RECORDS FOR THE TASK:
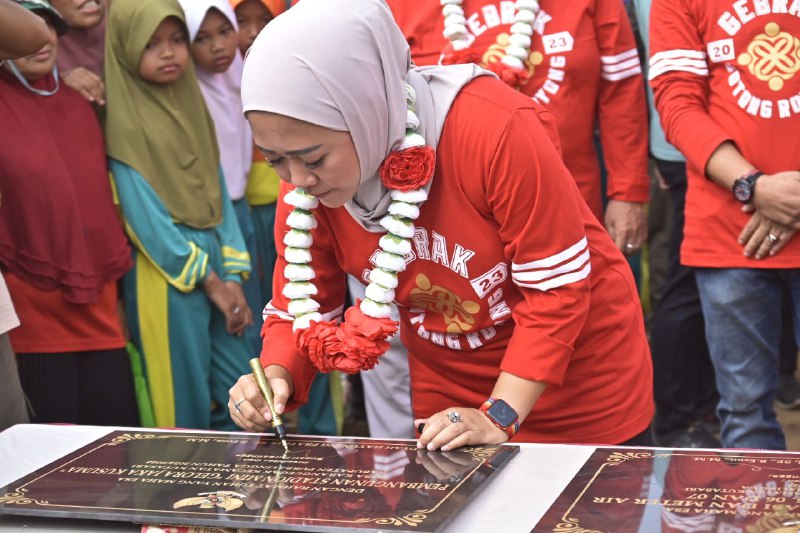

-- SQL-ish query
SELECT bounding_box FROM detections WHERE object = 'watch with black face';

[479,398,520,438]
[732,169,763,204]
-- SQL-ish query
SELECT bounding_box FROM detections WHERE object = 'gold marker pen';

[249,358,289,452]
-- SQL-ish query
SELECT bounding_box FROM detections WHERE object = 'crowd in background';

[1,0,799,451]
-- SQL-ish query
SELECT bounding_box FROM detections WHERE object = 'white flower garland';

[440,0,539,70]
[283,84,430,331]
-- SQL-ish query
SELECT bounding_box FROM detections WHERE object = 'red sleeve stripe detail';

[602,64,642,81]
[602,56,642,73]
[262,302,345,322]
[512,237,588,270]
[513,261,592,292]
[649,49,708,79]
[600,50,643,81]
[512,249,591,283]
[263,301,293,321]
[600,48,640,64]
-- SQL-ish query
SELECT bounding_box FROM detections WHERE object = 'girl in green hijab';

[105,0,255,431]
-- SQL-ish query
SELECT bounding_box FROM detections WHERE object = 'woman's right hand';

[228,364,294,432]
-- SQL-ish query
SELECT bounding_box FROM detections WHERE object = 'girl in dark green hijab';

[105,0,255,431]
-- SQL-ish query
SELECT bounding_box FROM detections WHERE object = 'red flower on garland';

[343,303,397,340]
[295,320,343,373]
[486,61,530,89]
[379,146,435,191]
[440,44,481,66]
[295,303,397,374]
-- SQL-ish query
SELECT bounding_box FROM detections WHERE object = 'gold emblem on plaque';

[605,451,654,464]
[410,273,480,333]
[355,511,429,527]
[173,491,246,512]
[461,447,497,460]
[553,517,604,532]
[482,32,544,77]
[110,433,173,444]
[737,22,800,91]
[0,488,48,506]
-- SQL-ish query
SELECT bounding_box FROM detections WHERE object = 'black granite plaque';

[0,431,517,532]
[534,448,800,532]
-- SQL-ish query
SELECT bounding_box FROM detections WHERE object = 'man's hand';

[752,171,800,229]
[738,209,796,260]
[605,199,648,255]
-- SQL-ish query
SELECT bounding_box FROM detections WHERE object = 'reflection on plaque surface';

[534,447,800,532]
[0,431,517,532]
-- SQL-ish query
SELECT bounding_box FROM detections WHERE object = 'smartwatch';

[732,169,763,204]
[479,398,520,438]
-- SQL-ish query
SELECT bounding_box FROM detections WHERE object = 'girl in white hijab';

[230,0,655,451]
[178,0,264,352]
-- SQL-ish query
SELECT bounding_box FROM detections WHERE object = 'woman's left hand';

[415,407,508,451]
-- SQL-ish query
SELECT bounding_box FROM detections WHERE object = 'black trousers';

[16,347,140,426]
[650,160,717,435]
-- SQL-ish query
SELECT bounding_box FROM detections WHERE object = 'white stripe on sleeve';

[513,250,591,283]
[262,302,345,322]
[649,49,709,79]
[515,262,592,292]
[263,301,292,321]
[512,237,588,271]
[602,56,642,73]
[512,238,591,292]
[602,64,642,81]
[600,48,639,64]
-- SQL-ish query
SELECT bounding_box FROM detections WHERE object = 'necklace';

[285,83,435,373]
[440,0,540,88]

WHAT NEEDS TO BE DONE:
Once the pictures are set aside, repeat each entry exactly as it stands.

WRITTEN SOLUTION:
-- SQL-ish query
SELECT bounding_box FROM detections WHERE object = 'watch with black face';

[479,398,520,438]
[732,169,763,204]
-- SQL-ish query
SELECT bounding_box FROM detections WHERE object = 'gold marker pen';

[249,358,289,452]
-- SQL-ish query
SELECT bounding_box FROM detections WHERE object = 'crowd in background';

[1,0,799,451]
-- SQL-ish query
SELECT bounding_box FROM detections WHERE object = 'white flower garland';

[440,0,539,70]
[283,84,430,331]
-- SQL-ish query
SELECT bounding_box FROM detections WHERE object = 'red sleeve stripe detail';

[602,64,642,81]
[602,56,642,73]
[262,302,345,322]
[512,237,588,270]
[513,261,592,292]
[649,49,708,79]
[600,50,643,81]
[512,249,591,283]
[263,301,293,321]
[600,48,640,64]
-- SQL-ish query
SELECT bounding_box FROM detections WHERE object = 'girl in green hijab';

[105,0,255,431]
-- SQL-ish query
SELECT bounding_box FROM detections WHERE object = 'woman's right hand';

[228,364,294,432]
-- SQL-ish query
SELECT bounding_box FROM detections WHERE object = 'girl in dark green hijab';

[105,0,255,431]
-- SQL-ish query
SELECT bounding_box FROM detections WHERE object = 'red flower on garland';

[343,303,397,340]
[295,320,343,373]
[486,61,530,89]
[379,146,435,191]
[440,44,481,66]
[295,303,397,374]
-- SQL-ish query
SELECT bounding_box FROM detections WHERE object = 'gold emblem on plaque';

[605,451,654,464]
[410,273,480,333]
[355,511,429,527]
[173,491,246,512]
[461,447,497,460]
[553,517,604,532]
[482,32,544,77]
[110,433,173,444]
[737,22,800,91]
[0,488,48,506]
-- SQL-ish query
SELECT bounding_box FROM detections WHERE object = 'black granite plaque';

[0,431,517,532]
[534,448,800,532]
-- SQL-ish query
SELECT bounding_box FROM detections WHERE object = 'man's hand';

[752,171,800,229]
[738,209,796,260]
[605,199,648,255]
-- SQL-ish query
SELECT bounding_box FROM detections WHERE object = 'reflection on plaque surface';

[534,447,800,532]
[0,431,517,532]
-- SQL-ish query
SELECT bounding_box FROM detections WHERE object = 'smartwatch';

[732,169,763,204]
[479,398,520,438]
-- SQL-ish query
SELECT bounding_box FROM detections WHERE object = 'girl in white hijab';

[230,0,655,451]
[178,0,264,352]
-- SQL-ish query
SELECT bounding_box FROM detections WHERE object = 'woman's left hand';

[415,407,508,451]
-- SQL-ish query
SELECT bounding_box FROM detections WHERE object = 'black trousers';

[16,347,140,426]
[650,160,717,435]
-- SQL-ish query
SELECT bounding_box FROM detections WHERE object = 'white stripe on sleeve';

[513,250,591,283]
[262,302,345,322]
[649,49,709,79]
[515,262,592,292]
[263,301,292,321]
[512,237,588,271]
[602,56,642,73]
[512,238,591,292]
[602,64,642,81]
[600,48,639,64]
-- SQL-ish query
SELECT bounding_box FROM detections WHERE object = 'necklace';

[285,83,435,373]
[440,0,540,88]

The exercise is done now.